They are, indeed. But that is not the point I wanted to make.

> Even two threads on common memory need a synchronization
> to manage mappings in a sane way. Managing memory from two processes
> is the same in principle, and the only difference is that another level
> of synchronization is required.

Well, not really. The operation might simply attempt to perform an
operation on a specific memory area and get a failure if it doesn't
reference the same object anymore. What I think we need is some form of
a handle to operate on. In the past we have discussed several
directions. I was proposing /proc/self/map_anon/ (analogous to
map_files) where you could inspect anonymous memory and get a file
handle for it. madvise would then operate on the fd and then there
shouldn't be a real problem to revalidate that the object is still
valid. But there was no general enthusiasm about that approach. There
are likely some land mines on the way.
┄┄┄┄┄┄┄┄┄┄┄┄┄┄┄┄┄┄┄┄
* REQUIRED ACTIONS *
1: Decide whether each statement below agrees with the memory-management excerpt: (a) the writer proposed /proc/self/map_anon/ as a way to inspect anonymous memory, (b) that proposal met with general enthusiasm, and (c) under the proposal, madvise would operate on a file descriptor. Answer yes or no for each and quote the deciding words.
2: Write the next few sentences of the memory-management excerpt, picking up after its final sentence.

(Lines of data)
┄┄┄┄┄┄┄┄┄┄┄┄┄┄┄┄┄┄┄┄
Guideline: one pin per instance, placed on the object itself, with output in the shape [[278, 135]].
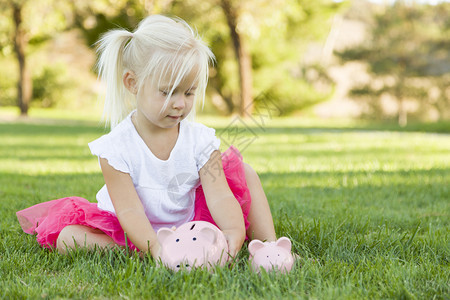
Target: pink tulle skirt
[[47, 219]]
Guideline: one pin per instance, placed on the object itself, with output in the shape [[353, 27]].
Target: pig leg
[[260, 217]]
┄┄┄┄┄┄┄┄┄┄┄┄┄┄┄┄┄┄┄┄
* ANSWERS IN ORDER *
1:
(a) Yes: "I was proposing /proc/self/map_anon/ (analogous to map_files) where you could inspect anonymous memory and get a file handle for it."
(b) No: "But there was no general enthusiasm about that approach."
(c) Yes: "madvise would then operate on the fd"

2:
There was another approach mentioned by Minchan in other email in this
thread.

What I want to say is that I believe a remove madvise can have a
sensible semantic even without a strong synchronization between the
monitor and the target task. We just have to make sure that the monitor
never operates on a different object then it believes it acts on.

On the other hand, there will never be any way to make this interface
reasonable for destructive operations though because the content of the
memory needs a strong synchronization IMHO.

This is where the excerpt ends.